* Document segment:
*** Begin section ***

Exploring the Therapeutic Potential of Phytochemicals in Alzheimer's Disease: Focus on Polyphenols and Monoterpenes

Abstract

Alzheimer's disease (AD) is a chronic, complex neurodegenerative disorder mainly characterized by the irreversible loss of memory and cognitive functions. Different hypotheses have been proposed thus far to explain the etiology of this devastating disorder, including those centered on the Amyloid-β (Aβ) peptide aggregation, Tau hyperphosphorylation, neuroinflammation and oxidative stress. Nonetheless, the therapeutic strategies conceived thus far to treat AD neurodegeneration have proven unsuccessful, probably due to the use of single-target drugs unable to arrest the progressive deterioration of brain functions. For this reason, the theoretical description of the AD etiology has recently switched from over-emphasizing a single deleterious process to considering AD neurodegeneration as the result of different pathogenic mechanisms and their interplay. Moreover, much relevance has recently been conferred to several comorbidities inducing insulin resistance and brain energy hypometabolism, including diabetes and obesity. As consequence, much interest is currently accorded in AD treatment to a multi-target approach interfering with different pathways at the same time, and to life-style interventions aimed at preventing the modifiable risk-factors strictly associated with aging. In this context, phytochemical compounds are emerging as an enormous source to draw on in the search for multi-target agents completing or assisting the traditional pharmacological medicine. Intriguingly, many plant-derived compounds have proven their efficacy in counteracting several pathogenic processes such as the Aβ aggregation, neuroinflammation, oxidative stress and insulin resistance. Many strategies have also been conceived to overcome the limitations of some promising phytochemicals related to their poor pharmacokinetic profiles, including nanotechnology and synthetic routes. Considering the emerging therapeutic potential of natural medicine, the aim of the present review is therefore to highlight the most promising phytochemical compounds belonging to two major classes, polyphenols and monoterpenes, and to report the main findings about their mechanisms of action relating to the AD pathogenesis.

Keywords: Alzheimer’s disease; amyloid-β aggregation; monoterpenes; multi-target therapy; neurodegeneration; neuroinflammation; phytochemicals; polyphenols.

*** End section ***

* Data:

*** Begin section ***

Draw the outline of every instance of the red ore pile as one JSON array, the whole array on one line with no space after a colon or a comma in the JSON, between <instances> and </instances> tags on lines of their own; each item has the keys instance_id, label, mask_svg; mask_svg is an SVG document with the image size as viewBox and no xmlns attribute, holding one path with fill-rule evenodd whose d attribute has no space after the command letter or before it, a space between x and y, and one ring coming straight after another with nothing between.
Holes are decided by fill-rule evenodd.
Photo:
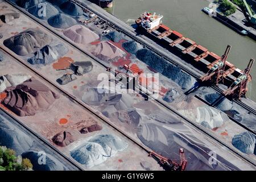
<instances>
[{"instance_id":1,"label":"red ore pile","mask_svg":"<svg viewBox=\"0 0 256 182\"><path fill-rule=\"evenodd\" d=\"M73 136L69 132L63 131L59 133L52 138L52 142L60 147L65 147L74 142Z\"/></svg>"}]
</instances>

*** End section ***

* Activities:
a. Rewrite the paragraph of the Alzheimer's phytochemical review that begins "Alzheimer's disease (AD) is a chronic" as a shorter bulleted list that keeps its main facts.
b. Continue the review on phytochemicals in Alzheimer's disease, starting after its keywords line.

* Results by task:
a.
- Alzheimer's disease (AD) is a chronic, complex neurodegenerative disorder marked mainly by irreversible loss of memory and cognitive function.
- Proposed explanations of its cause center on Amyloid-β (Aβ) peptide aggregation, Tau hyperphosphorylation, neuroinflammation and oxidative stress.
- Treatments so far have failed, probably because single-target drugs cannot stop the progressive decline of brain function.
- AD is now seen as the result of several pathogenic mechanisms and their interplay. Comorbidities that cause insulin resistance and brain energy hypometabolism, such as diabetes and obesity, are considered highly relevant.
- Interest has therefore shifted to multi-target treatments that act on several pathways at once, and to life-style interventions against modifiable, aging-related risk factors.
- Phytochemicals are a rich source of multi-target agents. Many counteract Aβ aggregation, neuroinflammation, oxidative stress and insulin resistance.
- Nanotechnology and synthetic routes have been used to overcome the poor pharmacokinetic profiles of some of these compounds.
- The review highlights the most promising polyphenols and monoterpenes and reports the main findings on how they act on AD pathogenesis.

b.
FIGURE 1

An overview of the main mechanisms involved in Alzheimer’s disease pathogenesis and their interplay according to a multi-factorial hypothesis. The figure depicts the role of the amyloidogenic processing of the Amyloid Precursor Protein (APP) induced by genetic factors or aging, in the formation of Amyloid-β (Aβ) oligomers and extracellular amyloid plaques. Small Aβ aggregates contribute to reactive oxygen species (ROS) production and mitochondrial dysfunction, formation of Tau aggregates and neurofibrillary tangles (NFTs). In addition, the activation of astrocytes and microglia, resulting in the release of cytokines, ROS, and nitric oxide, contribute to neuronal oxidative stress and mitochondrial dysfunction. Mitochondrial damage caused by a neuroinflammatory milieau, aging or metabolic disorders such as Type 2 diabetes mellitus and obesity induces the accumulation of free radicals and impairs the energetic efficiency of the neuron.

FIGURE 2

Chemical structures of the approved drugs for Alzheimer’s disease treatment.

FIGURE 3

Chemical structures of the main polyphenolic compounds with a therapeutic potential for Alzheimer’s disease treatment.

FIGURE 4

Chemical structure of the main monoterpenes with a therapeutic potential for Alzheimer’s disease treatment.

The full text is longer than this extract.